[BEGIN]
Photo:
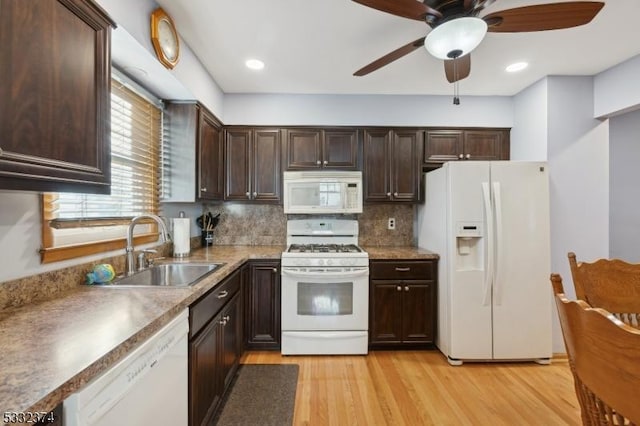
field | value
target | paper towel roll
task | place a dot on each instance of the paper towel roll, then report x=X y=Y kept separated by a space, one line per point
x=181 y=236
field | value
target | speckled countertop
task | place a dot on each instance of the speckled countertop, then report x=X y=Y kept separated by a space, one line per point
x=52 y=348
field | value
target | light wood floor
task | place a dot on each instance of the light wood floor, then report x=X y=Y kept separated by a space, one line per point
x=421 y=388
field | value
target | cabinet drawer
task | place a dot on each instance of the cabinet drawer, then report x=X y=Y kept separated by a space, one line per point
x=397 y=270
x=210 y=304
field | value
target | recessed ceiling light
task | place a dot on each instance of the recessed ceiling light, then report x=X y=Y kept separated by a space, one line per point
x=518 y=66
x=254 y=64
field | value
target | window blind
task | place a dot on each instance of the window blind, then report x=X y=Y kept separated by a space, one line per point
x=136 y=128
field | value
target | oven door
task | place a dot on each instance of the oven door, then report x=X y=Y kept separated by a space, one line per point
x=315 y=299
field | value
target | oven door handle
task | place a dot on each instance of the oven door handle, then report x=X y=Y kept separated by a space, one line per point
x=322 y=273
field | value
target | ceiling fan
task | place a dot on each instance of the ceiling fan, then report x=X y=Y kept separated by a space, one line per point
x=457 y=28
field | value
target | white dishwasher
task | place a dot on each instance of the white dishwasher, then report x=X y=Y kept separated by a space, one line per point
x=149 y=386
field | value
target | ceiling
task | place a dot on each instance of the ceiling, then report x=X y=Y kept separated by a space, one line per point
x=315 y=46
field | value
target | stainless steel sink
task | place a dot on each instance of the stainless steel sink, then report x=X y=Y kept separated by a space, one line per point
x=168 y=275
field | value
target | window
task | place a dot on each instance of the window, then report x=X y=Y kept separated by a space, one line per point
x=75 y=225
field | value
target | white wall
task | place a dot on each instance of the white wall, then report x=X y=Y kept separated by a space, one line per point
x=375 y=110
x=617 y=89
x=134 y=18
x=529 y=132
x=624 y=199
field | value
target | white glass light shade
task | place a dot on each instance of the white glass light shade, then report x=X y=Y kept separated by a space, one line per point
x=463 y=34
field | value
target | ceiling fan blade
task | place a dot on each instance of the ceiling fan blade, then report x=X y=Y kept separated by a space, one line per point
x=461 y=69
x=411 y=9
x=543 y=17
x=390 y=57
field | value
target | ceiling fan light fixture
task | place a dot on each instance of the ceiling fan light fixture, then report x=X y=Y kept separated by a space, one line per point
x=456 y=37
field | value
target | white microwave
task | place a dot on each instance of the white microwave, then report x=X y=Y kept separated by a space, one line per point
x=322 y=192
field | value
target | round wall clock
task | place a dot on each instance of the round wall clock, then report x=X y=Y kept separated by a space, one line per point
x=165 y=38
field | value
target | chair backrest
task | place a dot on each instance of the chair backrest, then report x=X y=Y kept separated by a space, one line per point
x=610 y=284
x=604 y=355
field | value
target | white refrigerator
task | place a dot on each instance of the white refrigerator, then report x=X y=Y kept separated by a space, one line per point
x=489 y=222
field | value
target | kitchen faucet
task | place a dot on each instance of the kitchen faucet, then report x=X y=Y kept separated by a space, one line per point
x=130 y=262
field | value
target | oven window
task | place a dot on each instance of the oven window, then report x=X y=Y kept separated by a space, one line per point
x=325 y=299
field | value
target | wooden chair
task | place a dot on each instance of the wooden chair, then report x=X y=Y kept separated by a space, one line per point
x=610 y=284
x=604 y=355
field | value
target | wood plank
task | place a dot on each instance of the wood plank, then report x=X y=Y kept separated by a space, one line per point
x=420 y=387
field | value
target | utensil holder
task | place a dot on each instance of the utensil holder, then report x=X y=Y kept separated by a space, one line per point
x=206 y=238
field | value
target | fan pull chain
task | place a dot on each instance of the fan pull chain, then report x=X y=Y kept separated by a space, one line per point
x=456 y=97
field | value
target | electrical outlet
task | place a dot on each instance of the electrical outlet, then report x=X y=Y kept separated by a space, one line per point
x=391 y=224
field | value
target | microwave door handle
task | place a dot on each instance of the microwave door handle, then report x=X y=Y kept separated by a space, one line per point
x=320 y=273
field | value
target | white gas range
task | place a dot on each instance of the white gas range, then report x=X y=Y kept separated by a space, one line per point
x=325 y=289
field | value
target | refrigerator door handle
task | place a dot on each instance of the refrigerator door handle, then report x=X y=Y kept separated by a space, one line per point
x=497 y=204
x=486 y=291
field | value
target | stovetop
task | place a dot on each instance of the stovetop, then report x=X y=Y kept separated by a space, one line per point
x=324 y=248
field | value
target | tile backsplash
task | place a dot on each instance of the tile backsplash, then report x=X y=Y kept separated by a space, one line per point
x=250 y=224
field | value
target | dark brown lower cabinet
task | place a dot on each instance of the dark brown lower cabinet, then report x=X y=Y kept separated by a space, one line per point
x=262 y=305
x=215 y=347
x=402 y=310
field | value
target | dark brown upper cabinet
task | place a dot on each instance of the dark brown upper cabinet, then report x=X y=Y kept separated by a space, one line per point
x=315 y=149
x=392 y=165
x=442 y=145
x=252 y=164
x=194 y=148
x=55 y=64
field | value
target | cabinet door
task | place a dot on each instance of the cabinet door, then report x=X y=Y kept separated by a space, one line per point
x=376 y=176
x=231 y=333
x=486 y=144
x=263 y=306
x=418 y=311
x=385 y=312
x=210 y=158
x=237 y=164
x=204 y=365
x=443 y=145
x=55 y=96
x=340 y=149
x=267 y=173
x=303 y=149
x=406 y=170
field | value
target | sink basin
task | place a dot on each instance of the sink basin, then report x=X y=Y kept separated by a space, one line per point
x=168 y=275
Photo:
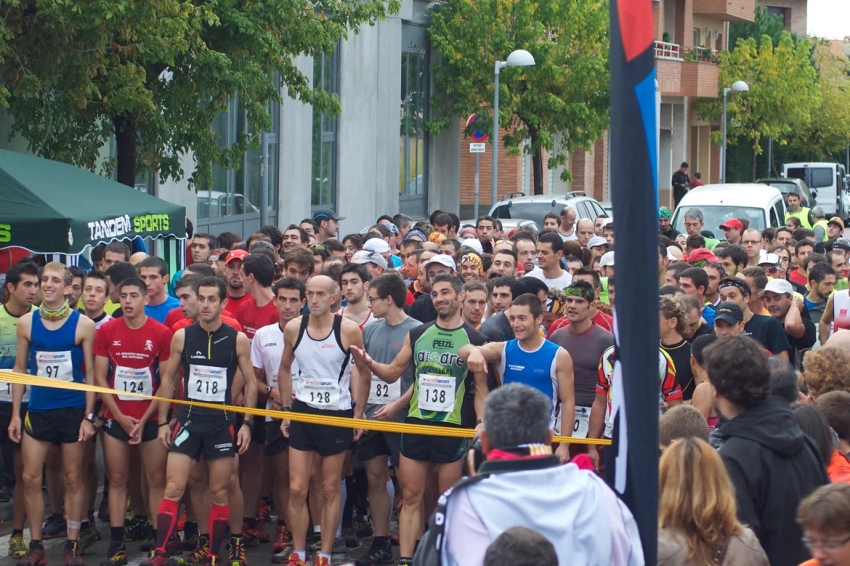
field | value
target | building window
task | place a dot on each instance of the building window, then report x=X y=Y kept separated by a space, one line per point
x=237 y=191
x=413 y=170
x=325 y=77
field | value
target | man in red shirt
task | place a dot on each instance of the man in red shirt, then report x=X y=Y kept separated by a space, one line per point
[END]
Copy the data from its first line through the line containing "x=421 y=388", including both of those lines, and leave the pictures out of your copy.

Photo:
field | value
target | paper towel roll
task | place a dot on each instance of the paper towel roll, then report x=X y=Y kept separated by a space, one line per point
x=181 y=236
field | value
target | speckled countertop
task | place a dot on each instance of the speckled countertop, then report x=X y=Y kept separated by a space, one line per point
x=52 y=348
field | value
target | light wood floor
task | place a dot on each instance of the light wood floor, then report x=X y=Y kept separated by a space, one line per point
x=421 y=388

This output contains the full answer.